— START OF Document passage —
Rate Limiting Middleware

The Rate Limiting middleware provides request throttling to protect your API from abuse and ensure fair resource usage.

Quick Start

import io.github.edadma.apion._
import scala.concurrent.duration._

// Use default rate limiting (60 requests per minute)
server.use(RateLimiterMiddleware())

// Customize rate limiting
server.use(RateLimiterMiddleware(Options(
  limit = RateLimit(
    maxRequests = 100,   // 100 requests
    window = 1.minute,   // per minute
    burst = 10          // allow 10 extra requests
  )
)))

// Common configurations
server.use(RateLimiterMiddleware.moderate(100, 1.minute))  // 100/minute
server.use(RateLimiterMiddleware.strict(50, 1.minute))     // 50/minute, no burst
server.use(RateLimiterMiddleware.flexible(200, 1.minute))  // 200/minute with burst

Configuration

Rate Limit Options

case class RateLimit(
    maxRequests: Int,              // Maximum requests allowed in window
    window: Duration,              // Time window
    burst: Int = 0,               // Additional burst allowance
    skipFailedRequests: Boolean = false,    // Don't count failed requests
    skipSuccessfulRequests: Boolean = false, // Don't count successful requests
    statusCode: Int = 429,        // Status code for rate limit errors
    errorMessage: String = "Too many requests. Please try again later.",
    headers: Boolean = true       // Send rate limit headers
)

Middleware Options

case class Options(
    limit: RateLimit = RateLimit(60, 1.minute),  // Rate limit configuration
    store: RateLimitStore = new InMemoryStore,   // Storage backend
    ipSources: Seq[IpSource.Value] = Seq(        // IP resolution order
      IpSource.Forward,  // X-Forwarded-For
      IpSource.Real,     // X-Real-IP
      IpSource.Direct    // Socket IP
    ),
    keyGenerator: Request => Future[String] = defaultKeyGenerator,  // Rate limit key
    skip: Request => Boolean = _ => false,  // Skip rate limiting
    onRateLimited: (Request, RateLimitError, Options) => Future[Response] = defaultErrorHandler
)

Storage Options

In-Memory Store (Default)

// Basic in-memory storage
val store = new InMemoryStore()

server.use(RateLimiterMiddleware(Options(
  store = store
)))
— END OF Document passage —
— START OF Provided records —
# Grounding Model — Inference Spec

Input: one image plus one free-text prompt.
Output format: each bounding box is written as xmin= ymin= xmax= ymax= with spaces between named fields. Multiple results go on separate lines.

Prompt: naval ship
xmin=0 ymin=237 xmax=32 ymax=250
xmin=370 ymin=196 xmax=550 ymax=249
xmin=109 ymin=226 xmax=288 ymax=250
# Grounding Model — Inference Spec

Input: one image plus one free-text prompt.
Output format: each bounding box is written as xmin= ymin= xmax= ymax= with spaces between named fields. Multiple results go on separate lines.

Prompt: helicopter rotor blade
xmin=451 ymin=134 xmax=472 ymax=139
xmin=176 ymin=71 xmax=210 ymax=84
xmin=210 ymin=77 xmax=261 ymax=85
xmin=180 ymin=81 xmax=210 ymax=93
— END OF Provided records —
_Objectives:_
**1.** Name every field declared in the RateLimit case class of the rate limiting text.
**2.** Rewrite the listing from its first line through the line containing "Prompt: naval ship", replacing "separate lines" with "individual lines".
The listing is unrelated to the rate limiting text.

_Outputs by task:_
**1.**
maxRequests
window
burst
skipFailedRequests
skipSuccessfulRequests
statusCode
errorMessage
headers

**2.**
# Grounding Model — Inference Spec

Input: one image plus one free-text prompt.
Output format: each bounding box is written as xmin= ymin= xmax= ymax= with spaces between named fields. Multiple results go on individual lines.

Prompt: naval ship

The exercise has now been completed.